▶ _ISTRUZIONI DI LAVORO_:
A: Riscrivi il testo su Alpidio Balbo da "Alpidio Balbo cento" a "arcivescovo Michael Blume.", cambiando "Nunziatura" in "sede diplomatica".
B: Per favore, continua il testo su Alpidio Balbo a partire dall'ultima frase riportata.

▶ _ESTRATTO FORNITO_:
═══

Alpidio Balbo cento viaggi in Africa e seicento pozzi

 

C’è stato un momento di festa tutta italiana durante la prima delle tre giornate del viaggio papale in Benin, il 18 novembre 2011, quando Benedetto ha incontrato presso la Nunziatura un creativo “missionario laico” italiano: Alpidio Balbo di Merano, che era al suo centesimo viaggio africano e che da quattro decenni anima – insieme alla moglie Carmen – un movimento di aiuto all’Africa che si chiama “Gruppo missionario di Merano” (GMM: per saperne di più visita il sito internet http://www.gruppomissionariomerano.it/). Il fondatore del Gruppo è stato presentato al Papa dal nunzio in Benin, arcivescovo Michael Blume.

Mi racconta Alpidio che Benedetto è restato “colpito” nell’apprendere che quel piccolo uomo sorridente che da poco aveva compiuto 80 anni avesse potuto compiere così tante “trasferte” africane, portando a quelle popolazioni il suo generoso aiuto soprattutto con lo scavo di pozzi (il progetto ha il motto “Un pozzo per la vita”) di acqua potabile nei villaggi che ne sono sprovvisti in Benin, Togo, Burkina Faso, Niger, Ghana, Camerun, Ciad, Kenya, Madagascar, Congo. E così anche in America Latina: in Brasile, Ecuador e Perù.

Alpidio (che in Africa chiamano “Papà Balbo”) domenica 19 novembre è stato ospite di “Raiuno” durante la diretta della Messa che Benedetto XVI ha celebrato nello stadio di Cotonou ed ha potuto narrare ai telespettatori la sua avventura: “E’ iniziata in Togo durante un viaggio di vacanza, in una fase di convalescenza dopo un grave incidente stradale. Il 4 marzo del 1971 visitando una missione è avvenuto qualcosa che mi ha cambiato la vita: in poche ore ho visto sei bambini morire davanti ai miei occhi per mancanza di medicine che sono del tutto comuni in Europa. Io, turista benestante, ne ricevetti un pugno nello stomaco e uno scossone decisivo per la mia fede abitudinaria. Quel giorno ho capito che Cristo era venuto a visitarmi”.

═══

(Voci elencate in un dataset)
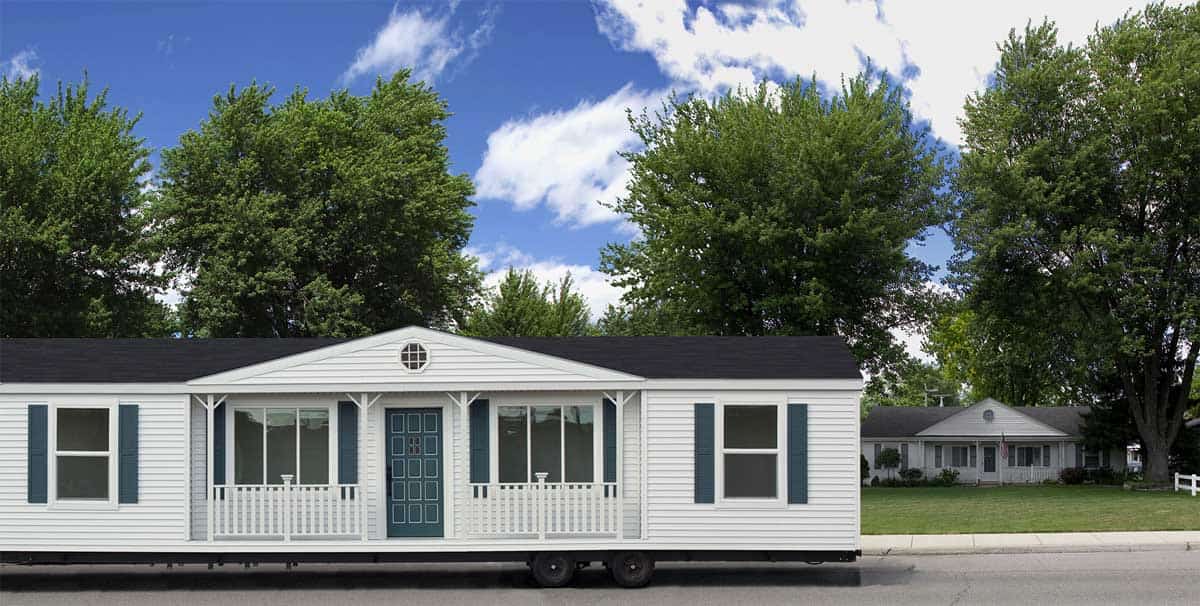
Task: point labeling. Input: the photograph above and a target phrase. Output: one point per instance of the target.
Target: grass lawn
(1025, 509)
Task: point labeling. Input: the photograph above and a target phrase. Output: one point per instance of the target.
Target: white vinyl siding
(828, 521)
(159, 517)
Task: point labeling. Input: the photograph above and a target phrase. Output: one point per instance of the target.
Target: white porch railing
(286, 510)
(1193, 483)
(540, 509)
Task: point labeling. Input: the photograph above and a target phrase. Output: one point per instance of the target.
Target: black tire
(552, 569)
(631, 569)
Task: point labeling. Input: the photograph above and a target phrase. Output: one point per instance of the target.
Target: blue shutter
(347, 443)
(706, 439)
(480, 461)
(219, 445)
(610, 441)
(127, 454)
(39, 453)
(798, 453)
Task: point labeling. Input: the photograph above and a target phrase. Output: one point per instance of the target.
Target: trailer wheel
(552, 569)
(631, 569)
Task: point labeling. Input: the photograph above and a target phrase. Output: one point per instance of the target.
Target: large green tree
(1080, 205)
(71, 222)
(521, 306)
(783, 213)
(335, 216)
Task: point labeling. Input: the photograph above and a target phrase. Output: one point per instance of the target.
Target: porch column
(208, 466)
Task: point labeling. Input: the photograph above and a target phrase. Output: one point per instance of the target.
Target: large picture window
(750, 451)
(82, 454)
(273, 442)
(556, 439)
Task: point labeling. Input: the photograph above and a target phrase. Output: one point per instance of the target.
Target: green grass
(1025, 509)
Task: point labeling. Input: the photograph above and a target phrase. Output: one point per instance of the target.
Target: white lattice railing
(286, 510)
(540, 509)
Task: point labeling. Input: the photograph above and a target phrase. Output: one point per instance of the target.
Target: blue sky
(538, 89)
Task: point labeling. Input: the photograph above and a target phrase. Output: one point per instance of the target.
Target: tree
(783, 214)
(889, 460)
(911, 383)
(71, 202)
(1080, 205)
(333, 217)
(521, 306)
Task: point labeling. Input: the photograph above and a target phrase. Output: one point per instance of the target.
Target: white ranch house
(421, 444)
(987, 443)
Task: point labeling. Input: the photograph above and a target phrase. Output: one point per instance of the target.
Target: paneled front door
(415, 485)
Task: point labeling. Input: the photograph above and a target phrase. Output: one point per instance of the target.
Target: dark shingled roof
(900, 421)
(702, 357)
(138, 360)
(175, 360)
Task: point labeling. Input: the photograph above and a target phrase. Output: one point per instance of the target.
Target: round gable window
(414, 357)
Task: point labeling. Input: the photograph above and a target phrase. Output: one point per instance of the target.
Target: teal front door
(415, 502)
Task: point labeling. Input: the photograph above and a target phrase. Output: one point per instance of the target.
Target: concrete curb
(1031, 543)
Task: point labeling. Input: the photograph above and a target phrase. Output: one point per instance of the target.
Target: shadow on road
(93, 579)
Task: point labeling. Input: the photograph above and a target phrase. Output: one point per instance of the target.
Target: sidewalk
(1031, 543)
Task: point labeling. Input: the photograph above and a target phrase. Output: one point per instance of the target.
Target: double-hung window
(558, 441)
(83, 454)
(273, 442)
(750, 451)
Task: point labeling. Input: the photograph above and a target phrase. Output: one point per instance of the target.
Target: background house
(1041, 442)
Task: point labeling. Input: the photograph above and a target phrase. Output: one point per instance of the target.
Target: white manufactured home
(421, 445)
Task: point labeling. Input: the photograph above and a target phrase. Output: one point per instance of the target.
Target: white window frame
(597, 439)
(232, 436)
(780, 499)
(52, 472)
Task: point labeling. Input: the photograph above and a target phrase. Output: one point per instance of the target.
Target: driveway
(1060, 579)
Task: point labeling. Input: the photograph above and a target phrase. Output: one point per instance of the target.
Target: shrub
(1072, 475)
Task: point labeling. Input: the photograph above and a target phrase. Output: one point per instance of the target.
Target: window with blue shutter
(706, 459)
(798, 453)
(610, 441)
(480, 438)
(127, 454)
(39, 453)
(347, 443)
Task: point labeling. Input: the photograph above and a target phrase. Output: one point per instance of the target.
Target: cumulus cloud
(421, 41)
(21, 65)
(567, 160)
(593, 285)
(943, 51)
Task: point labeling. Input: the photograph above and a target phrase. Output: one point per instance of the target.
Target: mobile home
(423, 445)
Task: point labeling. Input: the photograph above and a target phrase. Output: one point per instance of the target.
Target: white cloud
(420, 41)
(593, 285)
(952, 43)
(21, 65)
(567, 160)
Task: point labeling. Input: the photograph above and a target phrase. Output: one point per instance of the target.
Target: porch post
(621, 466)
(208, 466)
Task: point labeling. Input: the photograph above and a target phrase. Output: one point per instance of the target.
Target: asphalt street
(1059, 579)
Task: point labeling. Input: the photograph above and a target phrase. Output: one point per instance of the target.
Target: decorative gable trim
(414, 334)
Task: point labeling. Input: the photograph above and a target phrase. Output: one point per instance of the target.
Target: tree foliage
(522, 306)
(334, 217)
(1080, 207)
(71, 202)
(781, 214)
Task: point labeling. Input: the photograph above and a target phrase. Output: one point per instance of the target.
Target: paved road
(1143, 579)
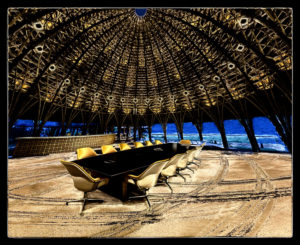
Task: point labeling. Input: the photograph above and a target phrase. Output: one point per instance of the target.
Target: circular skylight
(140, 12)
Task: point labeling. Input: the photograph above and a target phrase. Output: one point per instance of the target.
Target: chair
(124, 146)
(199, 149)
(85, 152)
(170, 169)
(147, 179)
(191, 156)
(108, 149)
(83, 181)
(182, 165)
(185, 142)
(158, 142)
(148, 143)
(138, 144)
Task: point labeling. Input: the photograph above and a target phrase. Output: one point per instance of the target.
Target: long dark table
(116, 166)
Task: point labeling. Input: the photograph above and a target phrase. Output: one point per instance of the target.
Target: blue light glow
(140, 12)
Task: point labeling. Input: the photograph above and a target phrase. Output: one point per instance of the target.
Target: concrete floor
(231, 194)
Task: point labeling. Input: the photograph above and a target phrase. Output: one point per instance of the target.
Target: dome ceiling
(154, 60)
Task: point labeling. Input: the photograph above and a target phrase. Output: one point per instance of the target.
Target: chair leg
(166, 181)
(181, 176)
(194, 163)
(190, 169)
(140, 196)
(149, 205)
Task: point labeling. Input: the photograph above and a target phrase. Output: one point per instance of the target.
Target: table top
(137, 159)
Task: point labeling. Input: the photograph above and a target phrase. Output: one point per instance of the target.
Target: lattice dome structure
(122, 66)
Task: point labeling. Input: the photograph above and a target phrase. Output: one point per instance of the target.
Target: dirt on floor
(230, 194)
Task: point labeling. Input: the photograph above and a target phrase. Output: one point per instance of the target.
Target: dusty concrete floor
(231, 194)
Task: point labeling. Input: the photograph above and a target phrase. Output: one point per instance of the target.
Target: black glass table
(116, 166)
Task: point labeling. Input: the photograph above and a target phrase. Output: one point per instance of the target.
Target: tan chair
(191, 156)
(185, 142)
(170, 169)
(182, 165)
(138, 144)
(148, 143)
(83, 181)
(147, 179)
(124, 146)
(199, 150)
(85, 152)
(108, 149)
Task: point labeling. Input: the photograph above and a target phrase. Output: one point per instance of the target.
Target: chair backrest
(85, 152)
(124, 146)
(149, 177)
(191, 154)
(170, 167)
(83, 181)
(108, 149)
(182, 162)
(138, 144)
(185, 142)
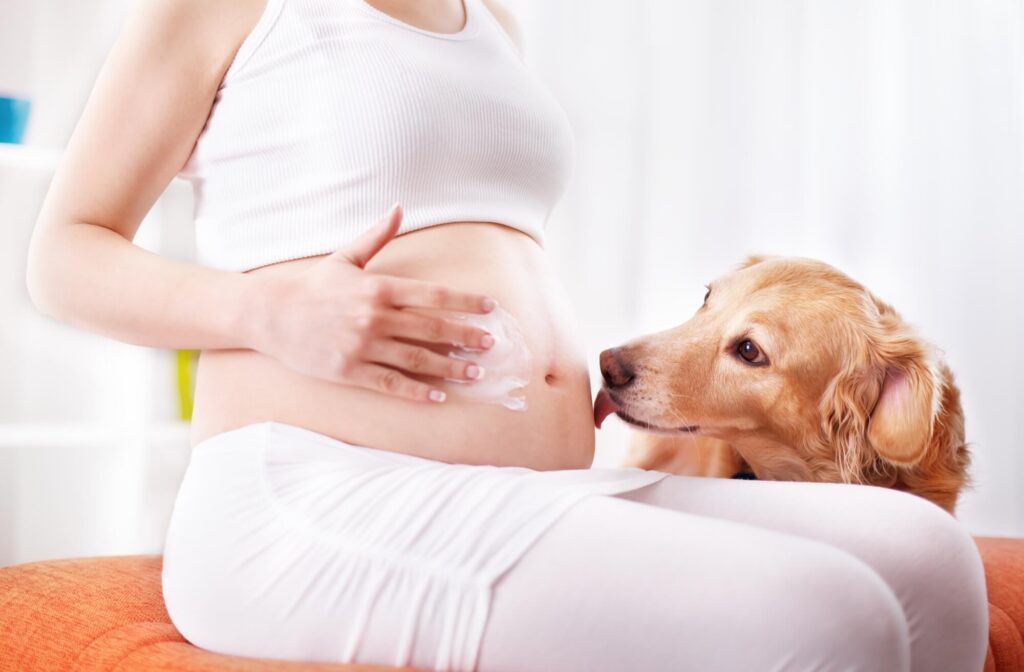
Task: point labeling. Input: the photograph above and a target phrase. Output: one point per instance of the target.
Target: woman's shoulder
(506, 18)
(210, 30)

═══

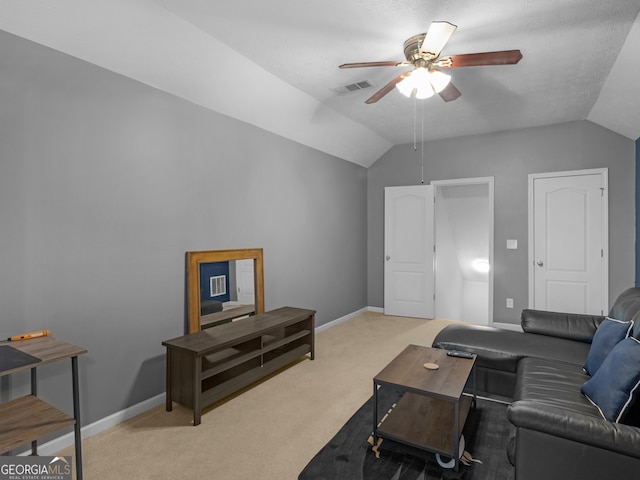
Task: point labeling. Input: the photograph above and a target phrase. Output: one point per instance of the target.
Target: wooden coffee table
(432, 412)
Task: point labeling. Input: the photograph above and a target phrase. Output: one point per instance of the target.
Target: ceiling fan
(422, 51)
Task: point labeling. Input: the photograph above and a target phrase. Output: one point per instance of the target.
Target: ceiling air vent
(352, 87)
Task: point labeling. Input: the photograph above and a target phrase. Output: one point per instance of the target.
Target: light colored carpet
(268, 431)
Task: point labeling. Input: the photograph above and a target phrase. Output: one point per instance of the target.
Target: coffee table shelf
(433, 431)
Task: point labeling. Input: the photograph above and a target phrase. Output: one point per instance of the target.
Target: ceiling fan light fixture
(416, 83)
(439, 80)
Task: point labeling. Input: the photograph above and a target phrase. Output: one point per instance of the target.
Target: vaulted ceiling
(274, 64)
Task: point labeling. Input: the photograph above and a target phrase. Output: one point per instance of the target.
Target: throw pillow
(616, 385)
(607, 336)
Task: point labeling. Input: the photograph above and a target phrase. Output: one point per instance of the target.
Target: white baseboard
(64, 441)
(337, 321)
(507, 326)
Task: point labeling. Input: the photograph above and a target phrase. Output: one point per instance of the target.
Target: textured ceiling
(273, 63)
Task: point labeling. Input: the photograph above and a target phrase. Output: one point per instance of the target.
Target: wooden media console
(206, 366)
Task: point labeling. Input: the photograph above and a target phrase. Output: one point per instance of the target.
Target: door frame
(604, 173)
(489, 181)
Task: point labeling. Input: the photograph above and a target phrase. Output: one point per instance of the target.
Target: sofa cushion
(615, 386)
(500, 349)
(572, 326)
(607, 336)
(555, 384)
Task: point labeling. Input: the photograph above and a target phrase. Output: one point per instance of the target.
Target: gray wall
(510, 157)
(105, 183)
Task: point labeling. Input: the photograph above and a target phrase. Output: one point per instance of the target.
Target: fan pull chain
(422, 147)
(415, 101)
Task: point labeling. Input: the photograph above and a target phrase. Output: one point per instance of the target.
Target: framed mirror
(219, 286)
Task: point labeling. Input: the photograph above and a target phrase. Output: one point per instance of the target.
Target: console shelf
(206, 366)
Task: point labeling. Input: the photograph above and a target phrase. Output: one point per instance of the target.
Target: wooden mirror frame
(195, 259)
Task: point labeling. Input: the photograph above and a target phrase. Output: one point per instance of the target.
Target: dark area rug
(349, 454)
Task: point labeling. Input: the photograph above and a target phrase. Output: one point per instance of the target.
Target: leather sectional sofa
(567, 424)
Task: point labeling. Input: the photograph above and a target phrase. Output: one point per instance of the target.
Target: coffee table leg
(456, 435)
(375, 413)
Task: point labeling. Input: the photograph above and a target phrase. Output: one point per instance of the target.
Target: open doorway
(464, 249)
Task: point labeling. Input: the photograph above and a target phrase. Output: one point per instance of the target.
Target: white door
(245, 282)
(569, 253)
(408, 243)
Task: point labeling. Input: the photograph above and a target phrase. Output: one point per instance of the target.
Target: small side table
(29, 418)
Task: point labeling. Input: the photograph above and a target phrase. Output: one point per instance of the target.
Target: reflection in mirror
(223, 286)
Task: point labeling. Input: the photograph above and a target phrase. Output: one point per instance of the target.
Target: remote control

═══

▶ _RISULTATI PER COMPITO_:
A:
Alpidio Balbo cento viaggi in Africa e seicento pozzi

 

C’è stato un momento di festa tutta italiana durante la prima delle tre giornate del viaggio papale in Benin, il 18 novembre 2011, quando Benedetto ha incontrato presso la sede diplomatica un creativo “missionario laico” italiano: Alpidio Balbo di Merano, che era al suo centesimo viaggio africano e che da quattro decenni anima – insieme alla moglie Carmen – un movimento di aiuto all’Africa che si chiama “Gruppo missionario di Merano” (GMM: per saperne di più visita il sito internet http://www.gruppomissionariomerano.it/). Il fondatore del Gruppo è stato presentato al Papa dal nunzio in Benin, arcivescovo Michael Blume.

B:
Tornato a Merano raccoglie medicine e riparte per l’Africa: “Ho visto un bambino guarire grazie alle medicine che avevo portato io. Sono scoppiato a piangere. E ho alzato gli occhi al cielo chiedendo al Signore di aiutarmi. Capivo che non potevo più barare con quella gente. Ora dovevo dare una risposta”. La risposta fu quella di dedicarsi a tempo pieno all’Africa.

Dalla “conversione” di quel piccolo commerciante in macchine da cucire è venuta la costruzione di 600 pozzi per l’acqua potabile e di 80 tra scuole e centri di formazione professionale. Ma sono venuti anche piccoli ospedali, dispensari, centri nutrizionali, 200 container spediti dall’Italia, un migliaio di bambini aiutati con il sostegno a distanza. In essa è sostenuto da seimila benefattori e un centinaio di associati.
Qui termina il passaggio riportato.